(DIRECTION):
In this exercise, reproduce all the entries that follow exactly.

======== DATA ENTRIES

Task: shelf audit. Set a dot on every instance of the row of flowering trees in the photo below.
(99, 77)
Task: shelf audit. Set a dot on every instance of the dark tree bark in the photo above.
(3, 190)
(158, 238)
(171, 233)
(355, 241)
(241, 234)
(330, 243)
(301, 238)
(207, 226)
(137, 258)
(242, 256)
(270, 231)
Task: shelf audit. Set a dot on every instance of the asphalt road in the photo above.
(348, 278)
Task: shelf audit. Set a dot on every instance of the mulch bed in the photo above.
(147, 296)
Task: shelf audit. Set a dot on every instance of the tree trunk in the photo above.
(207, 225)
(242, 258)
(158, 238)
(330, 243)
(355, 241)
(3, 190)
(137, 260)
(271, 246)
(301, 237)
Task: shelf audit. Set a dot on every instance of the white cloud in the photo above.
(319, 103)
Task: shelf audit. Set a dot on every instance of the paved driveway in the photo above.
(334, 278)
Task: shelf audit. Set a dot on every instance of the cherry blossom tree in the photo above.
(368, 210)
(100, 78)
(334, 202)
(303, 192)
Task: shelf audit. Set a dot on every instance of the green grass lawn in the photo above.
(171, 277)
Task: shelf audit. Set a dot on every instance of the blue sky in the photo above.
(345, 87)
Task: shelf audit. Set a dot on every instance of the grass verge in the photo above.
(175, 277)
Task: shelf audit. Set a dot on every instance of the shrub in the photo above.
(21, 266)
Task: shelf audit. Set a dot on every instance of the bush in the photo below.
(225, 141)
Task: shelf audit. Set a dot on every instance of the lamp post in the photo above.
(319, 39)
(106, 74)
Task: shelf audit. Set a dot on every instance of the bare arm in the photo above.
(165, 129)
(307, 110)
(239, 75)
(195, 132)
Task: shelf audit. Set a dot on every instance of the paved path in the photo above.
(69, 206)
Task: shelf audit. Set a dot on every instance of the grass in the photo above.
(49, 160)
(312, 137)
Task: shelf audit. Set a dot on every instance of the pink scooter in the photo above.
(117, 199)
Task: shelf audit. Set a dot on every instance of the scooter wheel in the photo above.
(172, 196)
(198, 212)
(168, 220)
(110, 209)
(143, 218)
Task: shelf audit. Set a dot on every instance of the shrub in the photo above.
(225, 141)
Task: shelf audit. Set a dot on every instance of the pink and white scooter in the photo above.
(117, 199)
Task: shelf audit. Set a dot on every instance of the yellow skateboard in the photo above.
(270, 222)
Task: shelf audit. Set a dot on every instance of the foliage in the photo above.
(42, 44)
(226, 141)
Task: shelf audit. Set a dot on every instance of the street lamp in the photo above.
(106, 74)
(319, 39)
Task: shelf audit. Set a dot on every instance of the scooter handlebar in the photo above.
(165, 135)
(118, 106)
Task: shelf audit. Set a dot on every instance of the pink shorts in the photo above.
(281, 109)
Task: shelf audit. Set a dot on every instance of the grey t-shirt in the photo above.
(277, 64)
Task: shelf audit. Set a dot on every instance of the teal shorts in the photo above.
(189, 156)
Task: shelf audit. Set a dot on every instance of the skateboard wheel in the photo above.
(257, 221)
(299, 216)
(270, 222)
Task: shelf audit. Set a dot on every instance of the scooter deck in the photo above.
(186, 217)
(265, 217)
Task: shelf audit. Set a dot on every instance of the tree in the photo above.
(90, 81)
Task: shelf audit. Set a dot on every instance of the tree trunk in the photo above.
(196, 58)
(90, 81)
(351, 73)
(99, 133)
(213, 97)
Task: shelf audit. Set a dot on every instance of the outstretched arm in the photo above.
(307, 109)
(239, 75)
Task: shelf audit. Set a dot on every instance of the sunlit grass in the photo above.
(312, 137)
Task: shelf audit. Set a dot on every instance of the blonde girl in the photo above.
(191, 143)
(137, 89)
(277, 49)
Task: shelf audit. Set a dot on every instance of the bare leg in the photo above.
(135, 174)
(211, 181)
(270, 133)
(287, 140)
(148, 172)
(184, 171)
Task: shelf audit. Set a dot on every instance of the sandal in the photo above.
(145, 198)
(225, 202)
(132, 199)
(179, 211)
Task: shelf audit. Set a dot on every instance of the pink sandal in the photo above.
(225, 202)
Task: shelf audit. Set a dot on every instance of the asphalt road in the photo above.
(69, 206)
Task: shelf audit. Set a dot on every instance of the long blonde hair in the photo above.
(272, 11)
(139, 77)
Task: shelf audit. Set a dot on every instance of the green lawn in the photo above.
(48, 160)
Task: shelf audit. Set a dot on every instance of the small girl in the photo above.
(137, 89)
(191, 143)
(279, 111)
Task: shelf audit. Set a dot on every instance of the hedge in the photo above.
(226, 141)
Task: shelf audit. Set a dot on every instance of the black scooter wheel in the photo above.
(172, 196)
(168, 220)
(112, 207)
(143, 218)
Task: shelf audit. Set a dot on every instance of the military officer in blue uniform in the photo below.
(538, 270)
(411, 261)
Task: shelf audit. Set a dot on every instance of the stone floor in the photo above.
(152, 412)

================

(SOLUTION FOR THIS EXERCISE):
Task: shelf audit. Set a dot on every instance of the row of flowering trees in the photo below.
(99, 77)
Task: shelf audit. Set a dot on every instance of the dark tree bark in the photo above.
(3, 190)
(158, 238)
(171, 233)
(355, 241)
(241, 234)
(330, 243)
(301, 238)
(207, 226)
(137, 258)
(242, 256)
(270, 231)
Task: shelf audit. Set a dot on every instance of the asphalt road in the photo above.
(348, 278)
Task: shelf audit. Set a dot on every instance of the mulch bed in the photo above.
(147, 296)
Task: shelf audit. Set a dot on every instance of the tree trunk in the photo above.
(207, 225)
(242, 258)
(158, 238)
(330, 243)
(355, 241)
(3, 190)
(137, 260)
(271, 246)
(301, 237)
Task: shelf audit. Set a dot on every instance of the white cloud in the photo above.
(319, 103)
Task: shelf audit. Set a dot on every instance of the paved driveway in the photo above.
(334, 278)
Task: shelf audit. Set a dot on every instance of the cherry blossom tree in the photo above.
(368, 210)
(100, 78)
(334, 202)
(303, 192)
Task: shelf audit. Set a dot on every instance of the green grass lawn in the photo above.
(171, 277)
Task: shelf audit. Set a dot on every instance of the blue sky in the photo above.
(345, 87)
Task: shelf audit. Set a dot on every instance of the grass verge in the photo above.
(175, 277)
Task: shelf audit. Set a dot on every instance of the shrub in the photo above.
(21, 266)
Task: shelf audit. Set a dot on every instance of the bush in the photo below.
(225, 141)
Task: shelf audit. Set a dot on every instance of the lamp post in the photo above.
(319, 39)
(106, 74)
Task: shelf audit. Set a dot on every instance of the bare arm in the photo above.
(165, 129)
(307, 110)
(239, 75)
(195, 132)
Task: shelf audit. Set a dot on every instance of the paved path in the photo above.
(69, 206)
Task: shelf audit. Set a dot on every instance of the grass in the photo above.
(49, 160)
(312, 137)
Task: shelf audit. Set a dot on every instance of the pink scooter in the photo above.
(117, 199)
Task: shelf audit. Set a dot on every instance of the scooter wheel in the photo above.
(172, 196)
(198, 212)
(168, 220)
(110, 209)
(143, 218)
Task: shelf audit. Set a dot on every instance of the shrub in the photo above.
(225, 141)
Task: shelf audit. Set a dot on every instance of the pink and white scooter in the photo above.
(117, 199)
Task: shelf audit. Set a dot on every instance of the yellow skateboard in the photo above.
(270, 222)
Task: shelf audit. Set a dot on every instance of the foliage in the photo above.
(42, 44)
(226, 141)
Task: shelf audit. Set a dot on every instance of the street lamp in the photo above.
(106, 74)
(319, 39)
Task: shelf audit. Set a dot on every instance of the scooter handlebar in the photo above.
(165, 135)
(118, 106)
Task: shelf audit. Set a dot on every instance of the pink shorts in the photo above.
(281, 109)
Task: shelf audit. Set a dot on every instance of the grey t-shirt in the photo above.
(277, 64)
Task: shelf audit. Set a dot on every instance of the teal shorts in the photo above.
(189, 156)
Task: shelf audit. Set a dot on every instance of the skateboard wheel in the photo above.
(257, 221)
(299, 216)
(270, 222)
Task: shelf audit. Set a dot on every instance of the scooter deck in the photo above.
(186, 217)
(265, 217)
Task: shelf audit. Set a dot on every instance of the tree in the photo above.
(90, 81)
Task: shelf audit. Set a dot on every instance of the tree trunk in the photo above.
(196, 58)
(90, 81)
(351, 73)
(99, 133)
(213, 97)
Task: shelf audit. Set a dot on every instance of the outstretched arm in the photo above.
(307, 109)
(239, 75)
Task: shelf audit. Set a dot on every instance of the sunlit grass in the photo above.
(312, 137)
Task: shelf audit. Set a dot on every instance of the blonde girl in the photo above.
(191, 143)
(137, 89)
(277, 49)
Task: shelf audit. Set a dot on every instance of the bare leg in the photo above.
(135, 174)
(211, 181)
(270, 133)
(287, 140)
(148, 172)
(184, 171)
Task: shelf audit. Set a dot on every instance of the sandal in the photo above.
(145, 198)
(225, 202)
(132, 199)
(179, 211)
Task: shelf audit. Set a dot on every instance of the pink sandal in the photo above.
(225, 202)
Task: shelf audit. Set a dot on every instance of the asphalt road in the photo above.
(69, 206)
Task: shelf audit. Set a dot on every instance of the long blonde hair in the photo above.
(272, 11)
(139, 77)
Task: shelf audit. Set a dot on every instance of the green lawn in the photo above.
(48, 160)
Task: shelf audit. Set a dot on every instance of the small girl in the photo above.
(137, 89)
(191, 143)
(279, 111)
Task: shelf audit. Set a dot on every instance of the hedge in the photo above.
(226, 141)
Task: shelf audit. Set a dot on every instance of the black scooter wheel in the photo above.
(172, 196)
(168, 220)
(112, 207)
(143, 218)
Task: shelf audit. Set a dot on every instance of the military officer in blue uniform in the photo below.
(538, 270)
(411, 261)
Task: shelf audit. Set a dot on every instance of the stone floor in the photo above.
(152, 412)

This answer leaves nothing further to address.